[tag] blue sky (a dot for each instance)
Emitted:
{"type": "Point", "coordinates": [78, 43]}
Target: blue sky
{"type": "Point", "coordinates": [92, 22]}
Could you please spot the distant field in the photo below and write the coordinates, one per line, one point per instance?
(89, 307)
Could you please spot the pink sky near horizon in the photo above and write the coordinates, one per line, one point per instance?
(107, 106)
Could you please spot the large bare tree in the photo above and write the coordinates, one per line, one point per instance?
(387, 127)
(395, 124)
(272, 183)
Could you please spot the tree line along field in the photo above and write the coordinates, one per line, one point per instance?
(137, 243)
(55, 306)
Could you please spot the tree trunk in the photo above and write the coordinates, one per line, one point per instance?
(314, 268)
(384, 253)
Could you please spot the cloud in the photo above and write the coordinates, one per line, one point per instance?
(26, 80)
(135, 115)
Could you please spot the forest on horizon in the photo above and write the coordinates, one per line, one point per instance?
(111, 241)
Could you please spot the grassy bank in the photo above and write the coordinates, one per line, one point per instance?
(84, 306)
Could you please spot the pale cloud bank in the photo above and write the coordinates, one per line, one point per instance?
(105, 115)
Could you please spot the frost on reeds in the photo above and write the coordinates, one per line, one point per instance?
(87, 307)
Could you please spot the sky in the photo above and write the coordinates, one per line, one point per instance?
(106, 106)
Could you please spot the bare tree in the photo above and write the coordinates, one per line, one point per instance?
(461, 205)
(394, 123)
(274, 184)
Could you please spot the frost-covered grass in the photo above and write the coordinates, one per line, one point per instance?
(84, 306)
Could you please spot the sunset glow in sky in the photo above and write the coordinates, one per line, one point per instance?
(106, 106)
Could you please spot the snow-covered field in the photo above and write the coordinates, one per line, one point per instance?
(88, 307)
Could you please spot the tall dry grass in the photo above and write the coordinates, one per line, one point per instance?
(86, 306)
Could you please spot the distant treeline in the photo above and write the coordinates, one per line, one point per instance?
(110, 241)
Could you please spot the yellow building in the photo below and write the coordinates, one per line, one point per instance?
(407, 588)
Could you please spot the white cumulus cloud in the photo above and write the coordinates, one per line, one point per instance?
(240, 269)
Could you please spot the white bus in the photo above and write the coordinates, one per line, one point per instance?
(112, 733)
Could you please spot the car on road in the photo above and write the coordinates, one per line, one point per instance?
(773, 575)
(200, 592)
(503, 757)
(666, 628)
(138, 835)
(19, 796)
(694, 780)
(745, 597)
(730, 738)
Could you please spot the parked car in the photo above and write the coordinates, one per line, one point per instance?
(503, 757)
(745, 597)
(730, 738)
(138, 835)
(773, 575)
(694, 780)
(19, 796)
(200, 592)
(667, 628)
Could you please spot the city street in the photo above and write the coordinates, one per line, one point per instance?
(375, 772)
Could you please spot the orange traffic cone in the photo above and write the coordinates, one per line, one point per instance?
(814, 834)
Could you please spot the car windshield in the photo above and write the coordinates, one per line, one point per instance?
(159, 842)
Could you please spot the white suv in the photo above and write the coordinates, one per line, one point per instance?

→ ABOUT THIS TASK: Repeat every line of the data verbatim.

→ EXERCISE SOLUTION:
[tag] blue sky (a dot for each instance)
Emitted:
{"type": "Point", "coordinates": [78, 43]}
Target: blue sky
{"type": "Point", "coordinates": [92, 22]}
Could you please spot the distant field in the photo below and write the coordinates, one per line, one point per instance?
(89, 307)
Could you please spot the pink sky near horizon in the photo above and write the coordinates, one per line, one point per instance?
(107, 106)
Could you please spot the large bare tree in the photo above and write the coordinates, one per line, one point per instance?
(387, 127)
(395, 124)
(272, 183)
Could you please spot the tree line along field in the photo above and write the coordinates, one per line, one point per instance?
(137, 243)
(55, 306)
Could you please spot the tree trunk in the photo above and write the coordinates, one per line, one point per instance?
(314, 268)
(384, 253)
Could you please spot the cloud in the photo above and write the coordinates, one per line, one point per instance?
(26, 80)
(135, 115)
Could you please spot the forest on horizon in the photo above and write the coordinates, one per line, one point per instance?
(111, 241)
Could you please spot the grassy bank in the photo above and write the coordinates, one per line, one point per instance?
(84, 306)
Could you please spot the pale cloud bank in the photo above and write the coordinates, one per line, one point per instance?
(105, 115)
Could you please spot the frost on reeds in the photo above and write the coordinates, one per line, one point per instance?
(87, 307)
Could you please spot the sky in the photo above and write the coordinates, one per line, one point per instance?
(106, 106)
Could you please spot the bare tree in the photo above and write the coordinates, one per line, one point per instance?
(461, 205)
(394, 123)
(274, 184)
Could you please spot the frost-covered grass in the photo above and write the coordinates, one per line, one point per instance?
(84, 306)
Could you please spot the sunset glow in sky in the photo above and write the coordinates, one per line, one point per instance?
(106, 106)
Could you please spot the snow-covered field in the photo above and write the coordinates, one per line, one point per instance?
(88, 307)
Could you please spot the tall dry grass in the photo above and write the coordinates, one per line, one point per instance?
(86, 306)
Could you please spot the distant treeline in the photo above and write the coordinates, one per line, one point per instance?
(110, 241)
Could you please spot the yellow building in the photo below and write the coordinates, one per line, one point per instance?
(407, 588)
Could you please spot the white cumulus cloud in the photo above and write the coordinates, one per line, one point per instance?
(240, 269)
Could you please spot the white bus in the photo above and write the coordinates, one per line, one point per instance?
(112, 733)
Could you please spot the car on road in the photo above and write the coordinates, one per line, one point per instance?
(773, 575)
(200, 592)
(503, 757)
(666, 628)
(138, 835)
(19, 796)
(694, 780)
(745, 597)
(730, 738)
Could you please spot the parked car in the photo above and write the coordinates, one per line, one point per instance?
(503, 757)
(745, 597)
(730, 738)
(138, 835)
(773, 575)
(694, 780)
(19, 796)
(200, 592)
(667, 628)
Could you please spot the city street in the photo above and write the coordinates, one per line, one point per instance?
(375, 772)
Could you please spot the orange traffic cone in the photo above and write the coordinates, one per line, one point per instance?
(814, 834)
Could you please spot the car windshield in the photo above and write the coordinates, one per line, one point per instance?
(159, 842)
Could you please spot the white suv in the photo above and write the coordinates, one per line, one point per instance?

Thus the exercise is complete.